TEXT PROVIDED =
· · · · ·

But I'm always open to try other products, I've just had so many bad experiences with Humbrol products, the acrylic clear sprays are excessively high in solvent, and dry white. I used to use the enamels, but found white spirit clean up a real pain.
23. May, 11:22
Torsten Wendt How can I miss this, 8) project
23. May, 12:35
JD Hey Chaz, ever tried Silly Putty? It's super fun to use, and you can get sharp or feathered lines, plus it's re-useable, and can be found at the dollar store World war toons | Album by Mythrindar (1:Egg)
World war toons | Album by Mythrindar (1:Egg)
23. May, 21:03
Chaz Gordon Thanks for the Tip JD, I've seen this used on Aircraft cammo, worth a thought. It's different stuff here - Playdoh, not sure if it's got the same properties, but worth a try when I can find some. Welcome aboard Torsten
23. May, 21:41
Bill Newcomer Have you ever tried Parafilm? It lays down tight. It can be pushed around with a toothpick. It does not affect the gloss of whatever it has been applied to and generally can be pulled off in one piece. The best parts is there is no bleed under between colors. Layered applications seal great whether you use more parafilm or masking tape. You can also leave it on for months with no ill effects.

· · · · ·

SUPPLIED DATA =
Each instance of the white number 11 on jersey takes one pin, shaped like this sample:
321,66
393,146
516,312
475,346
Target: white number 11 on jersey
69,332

· · · · ·

EXERCISES TO COMPLETE =
**A)** List the names of the commenters who sign posts in the forum thread above on model paints and masking.
**B)** Write what follows the final comment in the forum thread on model paints and masking, carrying the discussion on from there.

EXPECTED RESPONSES =
**A)** Torsten Wendt, JD, Chaz Gordon, Bill Newcomer

**B)**
24. May, 07:23
Chaz Gordon Bill, As in the Lab tape? I get pretty good results with the 2 & 6 mm tapes I use, and on the odd occasion I get bleed, it's usually me not pressing the edge of the tape down, and I just go back and fix those with a brush later. The pain with tapes is getting it in tight internal spaces, like under the arms of these pilots. Traditional figure painting, I'd do the fiddly bits of the body before attaching the arms, but these are two piece figures. What's the adhesion level of parafilm? seems it would be quite high and likely to remove the vallejo colours.
24. May, 14:22
Bill Newcomer Adhesion is excellent and paint removal is near non existent. Kind of like heavy duty post-it note adhesive.
24. May, 17:16
Chaz Gordon Thanks Bill, I'll check it out.
25. May, 02:03
Chaz Gordon Thanks John, I was getting a bit frustrated and despondent with them, so I thought, what harm can it do? and put the flecks into the first figure, and it was immediately WOW! I had to go back and second coat the flecks on only one of the five.
Today is the tricky bit, Varnish!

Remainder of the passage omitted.